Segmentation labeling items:

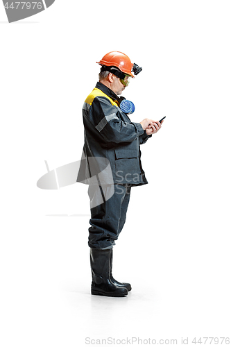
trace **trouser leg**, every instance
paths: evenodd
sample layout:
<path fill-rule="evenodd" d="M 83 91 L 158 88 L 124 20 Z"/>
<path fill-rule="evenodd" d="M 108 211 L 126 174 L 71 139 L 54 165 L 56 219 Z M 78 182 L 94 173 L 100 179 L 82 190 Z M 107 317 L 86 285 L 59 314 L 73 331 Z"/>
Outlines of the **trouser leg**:
<path fill-rule="evenodd" d="M 112 190 L 114 194 L 111 196 Z M 104 201 L 101 202 L 102 192 Z M 92 248 L 112 247 L 117 239 L 125 221 L 129 203 L 130 186 L 110 185 L 89 186 L 88 194 L 91 201 L 91 215 L 89 228 L 89 246 Z M 111 197 L 110 197 L 111 196 Z M 109 198 L 108 199 L 108 198 Z"/>

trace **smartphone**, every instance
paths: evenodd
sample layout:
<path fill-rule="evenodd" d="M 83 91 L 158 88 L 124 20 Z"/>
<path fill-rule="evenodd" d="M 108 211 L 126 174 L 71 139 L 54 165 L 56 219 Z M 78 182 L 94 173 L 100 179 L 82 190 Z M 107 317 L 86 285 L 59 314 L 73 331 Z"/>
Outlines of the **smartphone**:
<path fill-rule="evenodd" d="M 166 116 L 165 116 L 165 117 L 163 117 L 163 118 L 162 118 L 162 119 L 160 119 L 160 121 L 160 121 L 160 123 L 161 121 L 162 121 L 162 120 L 163 120 L 163 119 L 164 119 L 164 118 L 166 118 Z"/>

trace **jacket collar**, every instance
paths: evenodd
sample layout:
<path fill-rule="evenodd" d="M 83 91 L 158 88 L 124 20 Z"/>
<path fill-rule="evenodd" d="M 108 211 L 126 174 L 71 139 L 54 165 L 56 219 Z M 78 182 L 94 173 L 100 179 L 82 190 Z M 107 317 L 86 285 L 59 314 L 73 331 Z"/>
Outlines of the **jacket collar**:
<path fill-rule="evenodd" d="M 118 101 L 119 103 L 121 101 L 121 97 L 119 97 L 114 92 L 112 92 L 112 90 L 104 85 L 101 82 L 97 82 L 96 88 L 100 89 L 104 94 L 108 95 L 108 96 L 110 96 L 111 99 L 112 99 L 112 100 L 115 101 Z"/>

▸ SHORT TASK
Count the lines in the rows above that contain the word "instance", and reply with the number only.

▸ WRITTEN RESPONSE
3